**SOURCE PASSAGE:**
3 Things Your Advisor Won’t Tell You about Retirement Planning
- August 28, 2020
- Phil Cannella
- 0 Comments
Whether you’re in your twenties or getting close to retirement age, it never hurts to start planning for the future. Ask yourself, what expenses will you have? How much money will you need to be financially independent in retirement? What’s the best way to save that money? While some experts say you need around $3 million in your nest egg to have a comfortable retirement, popular financial blogger the “Financial Samurai” recently told MarketWatch that retirees today may need as much as $8 million. That might not be a realistic target for everyone, but the fact remains that the more money you can save, the better off you will be in retirement. A financial advisor can help you achieve your retirement savings goals, but only if you’re getting good advice.
At Crash Proof Retirement®, we know that most financial advisors do not have a fiduciary responsibility, which means that they can give you advice that primarily benefits the advisor, rather than the investor. If you’re dealing with a traditional financial advisor, or even some alternative financial advisors, you might not be getting the best advice for your retirement future. Here are three things your traditional advisor won’t tell you about retirement planning:
You Don’t Have to Invest in Risk
When you think of retirement planning, your mind probably jumps immediately to stock market investing. Even if you’re not investing in individual stocks, you may be interested in products like mutual funds, target date funds, and other investments that contain securities. No matter how you slice it, investing in these types of products puts your nest egg at risk. If the stock market crashes (as it usually does once every decade or so) you could end up losing everything.

**COLLECTED DATA:**

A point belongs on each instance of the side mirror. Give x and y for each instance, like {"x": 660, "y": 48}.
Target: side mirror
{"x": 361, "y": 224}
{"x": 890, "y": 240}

**TASK DETAILS:**
Please continue the article above about what advisors won't say on retirement planning, starting right after its last sentence.

**ANSWER TO THIS TASK:**
What your advisor won’t tell you is that you don’t have to invest in risk. There are a variety of retirement planning products that exist outside of the traditional securities industry that can protect your nest egg from being lost in a market crash. These Crash Proof Vehicles™, exclusive to the Crash Proof Retirement® System, can protect you from market losses and we believe that every person in or near retirement can benefit from these products.
Some Advisors Put Their Interests ahead of Yours
As we mentioned earlier, most financial advisors don’t have a fiduciary responsibility, meaning it’s perfectly legal for them to put their own interests ahead of yours. Advisors count on products with high commissions as well as up-front and ongoing fees to make money. As a result, they’re more likely to recommend these products to anyone who walks into their office, while advising existing clients to hold onto their investments during times of financial stress. You may be surprised to learn that these products include all of the risky securities-based investments that we talked about in the last section.
Your advisor isn’t likely to tell you that they’re looking out for their own paychecks by advising you to put your money at risk. At Crash Proof Retirement®, our salaried design team doesn’t work on commissions or ongoing fees; as a result, they will be more than happy to recommend safe investments in the Crash Proof Retirement® System that will ensure your nest egg is protected no matter what happens to the stock market or the economy.
You Won’t Get a 20% Return on Your Investment
While it’s a fact that risky investments usually have a higher upside potential, that upside may not be as high as your advisor would lead you to believe. Some advisors like to lure in potential clients with promises of double-digit returns, sometimes reaching 20% or higher. In reality, they’re unlikely to actually deliver on those promises. Unfortunately, they use those big potential returns as a selling point, especially with investors who are getting close to retirement age and don’t have enough saved. When you consider that very few investments (even the risky ones) fail to reach that mythical 20% return, it makes safer alternative investments appear much more attractive. Of course, your current financial advisor probably won’t tell you that.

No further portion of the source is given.